───── Listed records

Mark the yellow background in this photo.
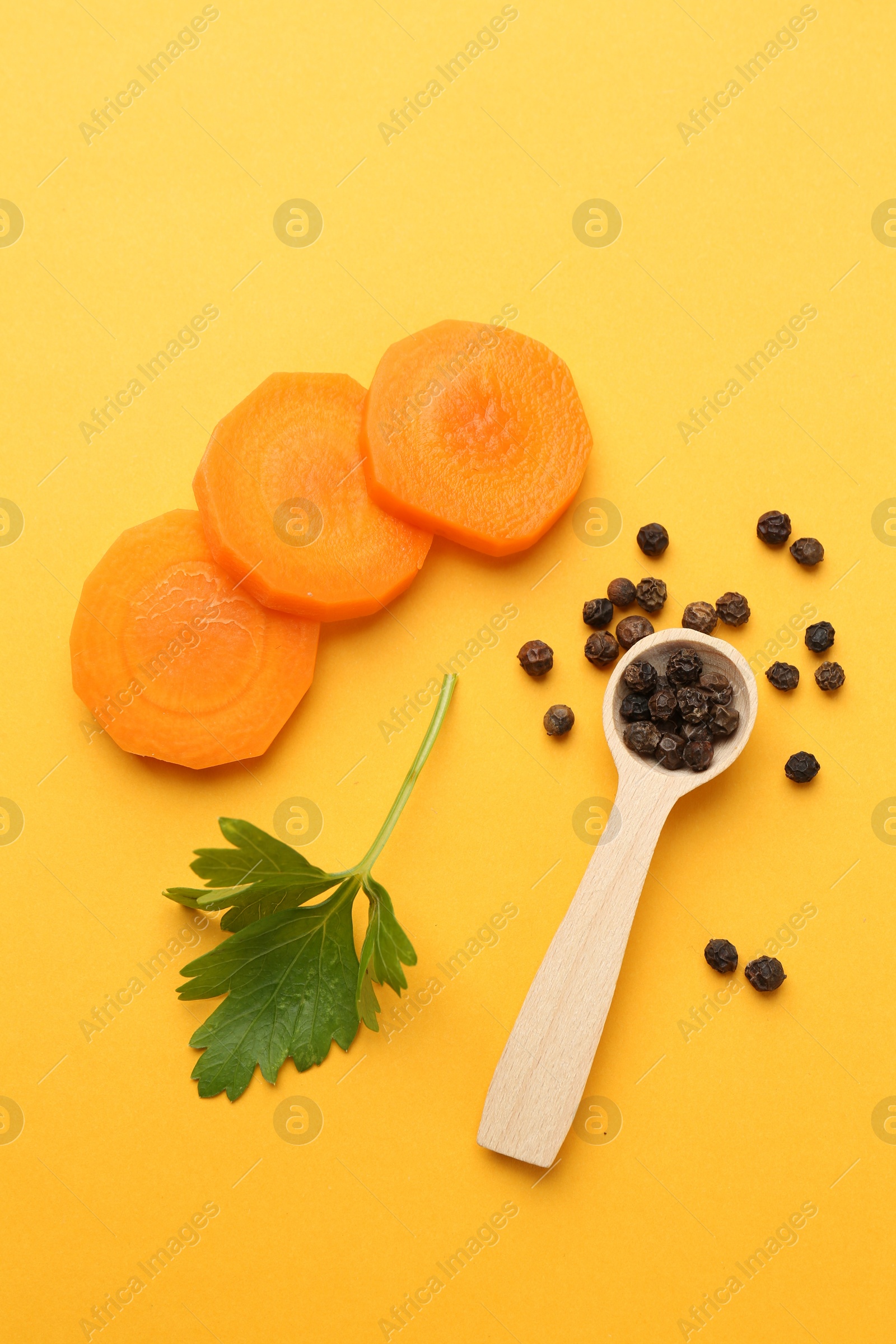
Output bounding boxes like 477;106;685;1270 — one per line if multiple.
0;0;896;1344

──────────
───── Listed records

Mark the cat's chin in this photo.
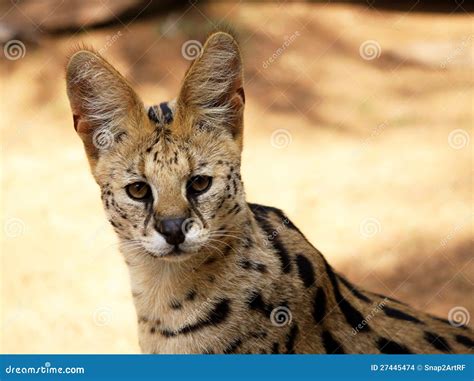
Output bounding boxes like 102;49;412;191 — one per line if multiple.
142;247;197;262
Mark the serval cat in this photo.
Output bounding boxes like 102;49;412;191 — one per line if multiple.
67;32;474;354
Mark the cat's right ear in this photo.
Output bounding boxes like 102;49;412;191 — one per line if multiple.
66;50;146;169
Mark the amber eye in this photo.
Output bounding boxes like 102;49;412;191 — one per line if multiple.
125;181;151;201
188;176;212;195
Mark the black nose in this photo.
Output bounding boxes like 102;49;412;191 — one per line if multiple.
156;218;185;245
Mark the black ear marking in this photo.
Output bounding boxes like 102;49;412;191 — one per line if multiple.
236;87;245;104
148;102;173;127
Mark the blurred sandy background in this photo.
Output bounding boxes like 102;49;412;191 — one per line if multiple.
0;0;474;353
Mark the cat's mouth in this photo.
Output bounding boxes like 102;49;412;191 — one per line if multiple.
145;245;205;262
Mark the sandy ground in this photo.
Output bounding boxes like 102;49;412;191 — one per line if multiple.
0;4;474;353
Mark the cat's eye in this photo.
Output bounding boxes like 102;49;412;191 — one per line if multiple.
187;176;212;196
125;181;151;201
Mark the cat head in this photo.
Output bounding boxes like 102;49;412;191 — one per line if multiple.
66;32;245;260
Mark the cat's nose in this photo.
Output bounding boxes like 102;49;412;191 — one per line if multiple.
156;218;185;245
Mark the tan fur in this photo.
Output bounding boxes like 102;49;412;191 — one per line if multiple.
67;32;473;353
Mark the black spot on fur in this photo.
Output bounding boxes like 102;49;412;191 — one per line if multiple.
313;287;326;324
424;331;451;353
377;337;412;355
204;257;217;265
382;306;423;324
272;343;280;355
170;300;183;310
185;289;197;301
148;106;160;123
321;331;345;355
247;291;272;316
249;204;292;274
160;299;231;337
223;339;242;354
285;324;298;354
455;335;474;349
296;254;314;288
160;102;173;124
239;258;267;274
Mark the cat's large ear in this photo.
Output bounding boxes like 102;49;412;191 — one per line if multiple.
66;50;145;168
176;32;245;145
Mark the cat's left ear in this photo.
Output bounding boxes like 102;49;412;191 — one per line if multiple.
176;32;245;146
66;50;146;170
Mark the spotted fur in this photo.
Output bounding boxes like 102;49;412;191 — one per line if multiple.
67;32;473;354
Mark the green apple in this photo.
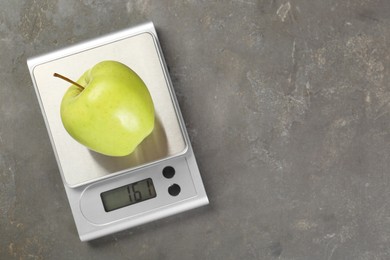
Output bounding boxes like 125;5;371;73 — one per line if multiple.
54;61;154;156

──────────
───── Listed records

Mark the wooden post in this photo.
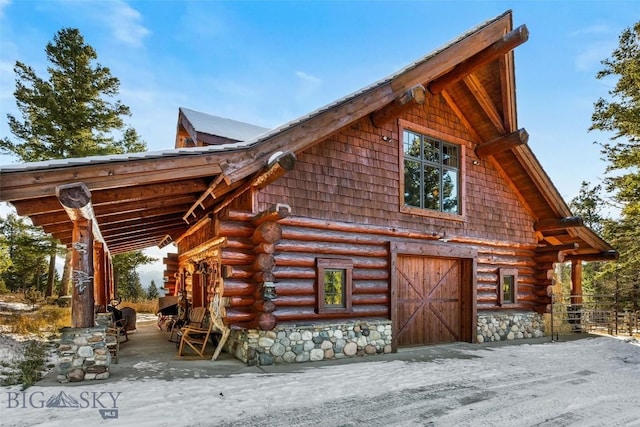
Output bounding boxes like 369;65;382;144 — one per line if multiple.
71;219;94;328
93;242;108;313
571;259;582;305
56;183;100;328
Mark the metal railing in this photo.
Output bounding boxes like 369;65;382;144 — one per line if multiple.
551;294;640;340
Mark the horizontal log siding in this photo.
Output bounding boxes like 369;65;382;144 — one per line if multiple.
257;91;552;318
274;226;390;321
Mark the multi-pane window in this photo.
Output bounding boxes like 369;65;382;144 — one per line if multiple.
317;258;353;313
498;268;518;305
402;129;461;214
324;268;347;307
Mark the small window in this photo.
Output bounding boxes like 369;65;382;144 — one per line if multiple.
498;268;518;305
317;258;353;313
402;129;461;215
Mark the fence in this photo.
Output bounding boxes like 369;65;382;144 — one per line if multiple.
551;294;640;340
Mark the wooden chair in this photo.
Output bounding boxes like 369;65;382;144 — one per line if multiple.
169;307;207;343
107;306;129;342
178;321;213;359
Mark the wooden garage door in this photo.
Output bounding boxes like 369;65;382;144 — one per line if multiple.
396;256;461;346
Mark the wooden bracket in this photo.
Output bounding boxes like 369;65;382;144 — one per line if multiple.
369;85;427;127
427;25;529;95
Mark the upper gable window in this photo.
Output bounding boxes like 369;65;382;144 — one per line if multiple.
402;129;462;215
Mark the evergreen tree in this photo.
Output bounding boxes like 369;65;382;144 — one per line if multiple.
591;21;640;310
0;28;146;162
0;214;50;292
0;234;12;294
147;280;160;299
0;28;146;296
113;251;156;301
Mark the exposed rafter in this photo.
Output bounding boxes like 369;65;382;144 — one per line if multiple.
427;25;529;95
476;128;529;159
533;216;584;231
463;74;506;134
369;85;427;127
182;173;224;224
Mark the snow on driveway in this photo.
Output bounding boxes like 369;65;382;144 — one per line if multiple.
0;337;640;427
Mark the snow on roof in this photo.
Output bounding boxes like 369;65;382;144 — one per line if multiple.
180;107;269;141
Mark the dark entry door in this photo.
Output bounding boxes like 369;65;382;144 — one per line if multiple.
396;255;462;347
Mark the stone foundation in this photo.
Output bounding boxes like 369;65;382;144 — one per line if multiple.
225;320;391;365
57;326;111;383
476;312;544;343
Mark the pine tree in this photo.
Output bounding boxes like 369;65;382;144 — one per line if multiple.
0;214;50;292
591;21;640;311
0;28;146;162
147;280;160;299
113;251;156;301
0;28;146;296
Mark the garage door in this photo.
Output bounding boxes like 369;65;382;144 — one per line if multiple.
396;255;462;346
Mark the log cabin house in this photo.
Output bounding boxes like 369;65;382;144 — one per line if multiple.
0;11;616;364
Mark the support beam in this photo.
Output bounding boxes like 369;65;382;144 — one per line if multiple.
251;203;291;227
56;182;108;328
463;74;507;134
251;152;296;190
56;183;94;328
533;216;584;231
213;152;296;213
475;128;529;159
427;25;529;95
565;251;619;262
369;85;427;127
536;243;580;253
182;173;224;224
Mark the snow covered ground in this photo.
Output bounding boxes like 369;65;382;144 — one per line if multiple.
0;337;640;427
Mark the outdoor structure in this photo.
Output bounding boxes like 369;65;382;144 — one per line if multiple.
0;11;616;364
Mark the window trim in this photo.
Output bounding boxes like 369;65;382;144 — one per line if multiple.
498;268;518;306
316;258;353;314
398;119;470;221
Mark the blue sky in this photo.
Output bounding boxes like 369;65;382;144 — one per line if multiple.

──────────

__Exercise objective__:
Begin at the row that has "Mark the cat's large ear in this photo." and stop after the row that has "54;61;154;156". Write those rows out again, requests included, shifting every bounding-box coordinate in the answers by -53, and leave out the picture.

__Response to this task__:
Mark the cat's large ear in this photo.
Output bounding boxes like 102;49;412;191 — one per line if multiple.
13;-3;92;115
123;-21;192;92
Mark the cat's left ear in this photo.
Output bounding boxes like 102;49;412;191 — one per line if multiple.
123;-21;192;93
13;-3;93;117
Mark the spotted fur in this photo.
Output bounding boxes like 102;49;412;191 — one per line if multiple.
14;-21;420;301
Mark the green apple in this photo.
Output bounding boxes like 125;5;371;73 — one per line if multiple.
1;8;101;103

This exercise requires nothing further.